> **PROBLEM**:
Please pick up the sentiment analysis setup section below and continue it from its last line.

This section imports all necessary libraries and configures the environment for our comprehensive sentiment analysis project. We systematically import all modules from our repository, ensuring compatibility and proper initialization.

### 1.1 Core Deep Learning and Data Science Libraries

In [None]:
# Core libraries for deep learning and data manipulation
# Initialize execution tracking to ensure proper sequential execution
_notebook_execution_state = {'cells_executed': set(), 'current_cell': 1}

import torch
import torch.nn as nn
import torch.optim as optim
from torch.utils.data import DataLoader, TensorDataset
import numpy as np
import pandas as pd
import matplotlib.pyplot as plt
import seaborn as sns
from sklearn.model_selection import train_test_split
from sklearn.metrics import accuracy_score, classification_report, confusion_matrix, f1_score
import warnings
warnings.filterwarnings('ignore')

# Set random seeds for reproducibility
import random
random.seed(42)
np.random.seed(42)
torch.manual_seed(42)
if torch.cuda.is_available():
    torch.cuda.manual_seed(42)
    torch.cuda.manual_seed_all(42)

# Configure matplotlib for better visualization
plt.style.use('default')
sns.set_palette("husl")

> **DATA PROVIDED**:
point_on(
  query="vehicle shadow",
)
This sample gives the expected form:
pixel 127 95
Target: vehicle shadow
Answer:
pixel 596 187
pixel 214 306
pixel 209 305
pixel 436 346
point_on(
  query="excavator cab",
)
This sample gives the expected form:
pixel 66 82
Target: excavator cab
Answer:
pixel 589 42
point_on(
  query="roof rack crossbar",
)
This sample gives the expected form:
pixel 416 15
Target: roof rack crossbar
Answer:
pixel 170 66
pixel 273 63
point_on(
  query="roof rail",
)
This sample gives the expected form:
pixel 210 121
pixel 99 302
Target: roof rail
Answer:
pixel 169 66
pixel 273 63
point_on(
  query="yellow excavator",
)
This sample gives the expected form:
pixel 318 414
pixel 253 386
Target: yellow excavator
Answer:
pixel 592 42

> **RESULT OF THIS TASK**:
plt.rcParams['figure.figsize'] = (12, 8)
plt.rcParams['font.size'] = 12

# Check device availability
device = torch.device("cuda" if torch.cuda.is_available() else "cpu")
print(f"🚀 Using device: {device}")
print(f"📚 PyTorch version: {torch.__version__}")
if torch.cuda.is_available():
    print(f"🎮 GPU: {torch.cuda.get_device_name(0)}")
    print(f"💾 GPU Memory: {torch.cuda.get_device_properties(0).total_memory // 1024**3} GB")

# Mark this cell as executed
_notebook_execution_state['cells_executed'].add(1)
print("\n✅ Cell 1 executed successfully - Core libraries imported")

### 1.2 Project-Specific Module Imports

Here we import all the custom modules from our repository. Each import represents a different aspect of our sentiment analysis pipeline, from data acquisition to model training and evaluation.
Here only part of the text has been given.